__Instructions for the task__
Could you transcribe the material below exactly, without leaving out a single line?

__Material provided__
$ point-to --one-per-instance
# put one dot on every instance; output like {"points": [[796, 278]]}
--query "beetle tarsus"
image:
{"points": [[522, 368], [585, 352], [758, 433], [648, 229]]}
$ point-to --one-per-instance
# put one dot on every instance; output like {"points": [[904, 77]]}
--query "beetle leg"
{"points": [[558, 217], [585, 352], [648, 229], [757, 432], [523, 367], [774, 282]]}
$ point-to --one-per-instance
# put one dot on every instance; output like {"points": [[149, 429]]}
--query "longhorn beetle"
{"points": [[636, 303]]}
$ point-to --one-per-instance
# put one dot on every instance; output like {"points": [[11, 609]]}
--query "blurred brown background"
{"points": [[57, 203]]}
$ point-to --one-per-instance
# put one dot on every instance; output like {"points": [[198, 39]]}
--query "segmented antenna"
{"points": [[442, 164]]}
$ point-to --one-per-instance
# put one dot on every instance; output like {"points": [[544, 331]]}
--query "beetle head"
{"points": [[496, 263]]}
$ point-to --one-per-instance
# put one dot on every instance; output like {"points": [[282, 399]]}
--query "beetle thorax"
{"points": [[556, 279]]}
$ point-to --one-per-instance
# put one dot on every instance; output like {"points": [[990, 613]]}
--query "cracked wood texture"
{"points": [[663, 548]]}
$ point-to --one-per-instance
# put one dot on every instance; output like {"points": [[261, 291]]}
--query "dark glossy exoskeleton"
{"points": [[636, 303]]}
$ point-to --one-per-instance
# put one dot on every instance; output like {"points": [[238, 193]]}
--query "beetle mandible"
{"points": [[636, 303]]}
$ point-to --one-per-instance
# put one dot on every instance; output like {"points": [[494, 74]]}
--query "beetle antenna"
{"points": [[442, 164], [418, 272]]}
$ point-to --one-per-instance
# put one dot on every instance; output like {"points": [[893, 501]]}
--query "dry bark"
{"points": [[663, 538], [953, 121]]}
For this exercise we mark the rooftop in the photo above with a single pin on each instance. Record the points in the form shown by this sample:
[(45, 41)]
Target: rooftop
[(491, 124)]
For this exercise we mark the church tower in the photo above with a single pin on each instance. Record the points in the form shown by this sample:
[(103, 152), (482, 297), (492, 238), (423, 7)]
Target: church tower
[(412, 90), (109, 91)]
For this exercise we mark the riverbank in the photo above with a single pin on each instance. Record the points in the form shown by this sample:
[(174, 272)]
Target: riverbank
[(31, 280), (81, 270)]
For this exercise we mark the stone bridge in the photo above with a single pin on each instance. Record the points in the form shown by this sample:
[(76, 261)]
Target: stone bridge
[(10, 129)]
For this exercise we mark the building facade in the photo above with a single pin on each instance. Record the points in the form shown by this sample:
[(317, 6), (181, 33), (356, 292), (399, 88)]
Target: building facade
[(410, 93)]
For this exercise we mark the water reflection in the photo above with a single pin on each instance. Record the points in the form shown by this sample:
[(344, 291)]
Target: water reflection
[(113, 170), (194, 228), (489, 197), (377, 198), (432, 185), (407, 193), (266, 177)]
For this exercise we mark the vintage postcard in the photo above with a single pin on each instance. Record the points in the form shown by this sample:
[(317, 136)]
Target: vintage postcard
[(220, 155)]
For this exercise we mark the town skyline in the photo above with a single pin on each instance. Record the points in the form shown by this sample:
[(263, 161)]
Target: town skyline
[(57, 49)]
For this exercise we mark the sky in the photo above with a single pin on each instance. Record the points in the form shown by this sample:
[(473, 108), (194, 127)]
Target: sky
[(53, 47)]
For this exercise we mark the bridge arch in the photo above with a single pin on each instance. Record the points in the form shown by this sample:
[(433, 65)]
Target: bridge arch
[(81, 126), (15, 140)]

__Answer to this task__
$ point-to --one-per-instance
# put one dot on every instance; output like {"points": [[796, 278]]}
--query "beetle tarsus"
image:
{"points": [[522, 368], [585, 352], [758, 433], [648, 229]]}
$ point-to --one-per-instance
# put one dot on every instance; output like {"points": [[904, 77]]}
--query "beetle leg"
{"points": [[558, 217], [585, 352], [648, 229], [757, 432], [523, 367], [774, 282]]}
$ point-to --one-per-instance
# put one dot on every instance; output like {"points": [[149, 429]]}
--query "longhorn beetle"
{"points": [[636, 303]]}
$ point-to --one-per-instance
# put one dot on every instance; output like {"points": [[11, 609]]}
--query "blurred brown background"
{"points": [[57, 203]]}
$ point-to --one-per-instance
# put one dot on every instance; output like {"points": [[198, 39]]}
--query "segmented antenna"
{"points": [[442, 164]]}
$ point-to --one-per-instance
# put one dot on every instance; output like {"points": [[544, 331]]}
--query "beetle head"
{"points": [[496, 263]]}
$ point-to --one-per-instance
# put one dot on every instance; output like {"points": [[282, 399]]}
--query "beetle thorax"
{"points": [[556, 279]]}
$ point-to --one-per-instance
# put one dot on every instance; output like {"points": [[990, 613]]}
--query "cracked wood texture"
{"points": [[663, 548]]}
$ point-to --one-per-instance
# put one dot on every instance; output like {"points": [[261, 291]]}
--query "dark glossy exoskeleton"
{"points": [[636, 303]]}
$ point-to --one-per-instance
# put one dot on every instance; output like {"points": [[238, 193]]}
--query "beetle mandible"
{"points": [[636, 303]]}
$ point-to --one-per-instance
# put one dot on every instance; output like {"points": [[494, 74]]}
--query "beetle antenna"
{"points": [[442, 164], [418, 272]]}
$ point-to --one-per-instance
# put one dot on every instance; output like {"points": [[893, 501]]}
--query "dry bark"
{"points": [[663, 538], [953, 121]]}
For this exercise we mark the rooftop in the photo above with a single pin on each instance. Record the points in the form shown by this sample:
[(45, 41)]
Target: rooftop
[(491, 124)]
For this exercise we mark the church tower in the photo above with a single pin on each instance. Record the points in the form shown by this sample:
[(103, 152), (482, 297), (492, 238), (423, 7)]
Target: church tower
[(412, 90), (109, 91)]
For this exercise we mark the riverbank in the photo above with a single pin on each instance. Record the points in the form shown by this sample:
[(174, 272)]
Target: riverbank
[(31, 280), (81, 270)]
For this exercise we mark the stone bridge in the photo above with a single pin on each instance. Record the points in the form shown by this sample:
[(76, 261)]
Target: stone bridge
[(10, 129)]
For this exercise we mark the building facade in the photo above with a single pin on each instance. Record the points in the form shown by this sample:
[(317, 6), (181, 33), (356, 292), (399, 88)]
Target: building facade
[(410, 93)]
For this exercise we mark the water reflection in the photo above with a single pin on each instance. Record the points in the form shown by this sample:
[(344, 291)]
Target: water reflection
[(113, 170), (194, 228), (489, 197), (377, 198), (432, 185), (407, 193), (266, 177)]
For this exercise we mark the vintage postcard in the photo above with a single pin on each instance. Record the points in the form shown by this sample:
[(317, 136)]
Target: vintage postcard
[(220, 155)]
For this exercise we mark the town skyline in the photo above with a single pin on each instance. Record the points in the form shown by this sample:
[(263, 161)]
Target: town skyline
[(57, 49)]
For this exercise we mark the sky in the photo above with a single pin on each instance. Record the points in the form shown by this sample:
[(473, 108), (194, 127)]
Target: sky
[(53, 47)]
For this exercise we mark the bridge arch in the photo above with a single pin on each instance. Record the points in the form shown by this sample:
[(433, 65)]
Target: bridge arch
[(81, 126), (15, 140)]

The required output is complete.